Сатирическое направление, моментально обросшее партийностью и политическими мотивами, выродилось в социальную, а не художественную литературу. Гоголевская насмешка над государственным устройством России сменилась заботой о «рабочем вопросе», который стал, по мнению Розанова, «убийственной» темой нигилистической литературы 1860–80-х годов. О том же монотематизме и монотеизме русской культуры говорит и Сергей Булгаков в статье «Иван Карамазов как философский тип» (1902) {435} : русскому интеллигенту снится один и тот же сон, как и герою Достоевского, — погорелая деревня, костлявые бабы и плачущие дети. Завороженный этим сном, интеллигент не может пошевелиться, бессильный, скорбящий и удрученный зрелищем. И если для Булгакова сон этот — признак особого благородства интеллигенции, ее тяжкий крест, то для Розанова преклонение перед народом — следствие атеистического мировоззрения, сотворившего из народа кумира, «маленького Христа»:« интеллигент кладет свое сердце и ум к ногам громадной и пока страдающей массы народа» {436} . В «Мимолетном» за 1915 год {437} Розанов сравнивает сюжет пьесы Сухово-Кобылина «Свадьба Кречинского» с историей русской смуты: революционеры-Кречинские закладывают в ломбард (т. е. общественное мнение) фальшивый солитер (заботу о народе), чтобы жениться на хорошенькой девушке (получить власть).

* **ПЕРЕЧЕНЬ ЗАПИСЕЙ**
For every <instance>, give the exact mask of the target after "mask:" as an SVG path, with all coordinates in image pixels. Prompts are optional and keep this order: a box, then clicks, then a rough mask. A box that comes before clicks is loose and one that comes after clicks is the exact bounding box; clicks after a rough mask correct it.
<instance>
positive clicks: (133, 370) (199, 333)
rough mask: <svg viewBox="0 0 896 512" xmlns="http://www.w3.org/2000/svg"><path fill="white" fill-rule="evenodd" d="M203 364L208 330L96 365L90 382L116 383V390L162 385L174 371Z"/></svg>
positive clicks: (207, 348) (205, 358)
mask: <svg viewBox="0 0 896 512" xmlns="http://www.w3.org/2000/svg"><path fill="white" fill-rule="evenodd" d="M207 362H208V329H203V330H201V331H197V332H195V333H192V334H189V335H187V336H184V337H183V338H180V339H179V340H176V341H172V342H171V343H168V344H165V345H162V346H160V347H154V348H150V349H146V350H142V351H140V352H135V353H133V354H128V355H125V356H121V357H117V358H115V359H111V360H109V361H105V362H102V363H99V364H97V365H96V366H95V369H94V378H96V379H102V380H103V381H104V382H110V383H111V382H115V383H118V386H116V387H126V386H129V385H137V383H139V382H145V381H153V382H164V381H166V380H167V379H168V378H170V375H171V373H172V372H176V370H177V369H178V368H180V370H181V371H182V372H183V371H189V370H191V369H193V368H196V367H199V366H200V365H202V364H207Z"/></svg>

* **ОПИСАНИЕ ЗАДАНИЯ**
Определите, соответствуют ли извлечённому тексту утверждения ниже. Для каждого ответьте «да» или «нет» и приведите решающие слова текста без изменений.
1. Статья Сергея Булгакова «Иван Карамазов как философский тип» датирована 1902 годом.
2. По мнению Розанова, «рабочий вопрос» был второстепенной темой нигилистической литературы 1860–80-х годов.
3. В розановском сравнении со «Свадьбой Кречинского» ломбард обозначает общественное мнение.

* **ОТВЕТ К ЗАДАНИЮ**
1. Да: „Сергей Булгаков в статье «Иван Карамазов как философский тип» (1902)“.
2. Нет: „который стал, по мнению Розанова, «убийственной» темой нигилистической литературы 1860–80-х годов“.
3. Да: „закладывают в ломбард (т. е. общественное мнение)“.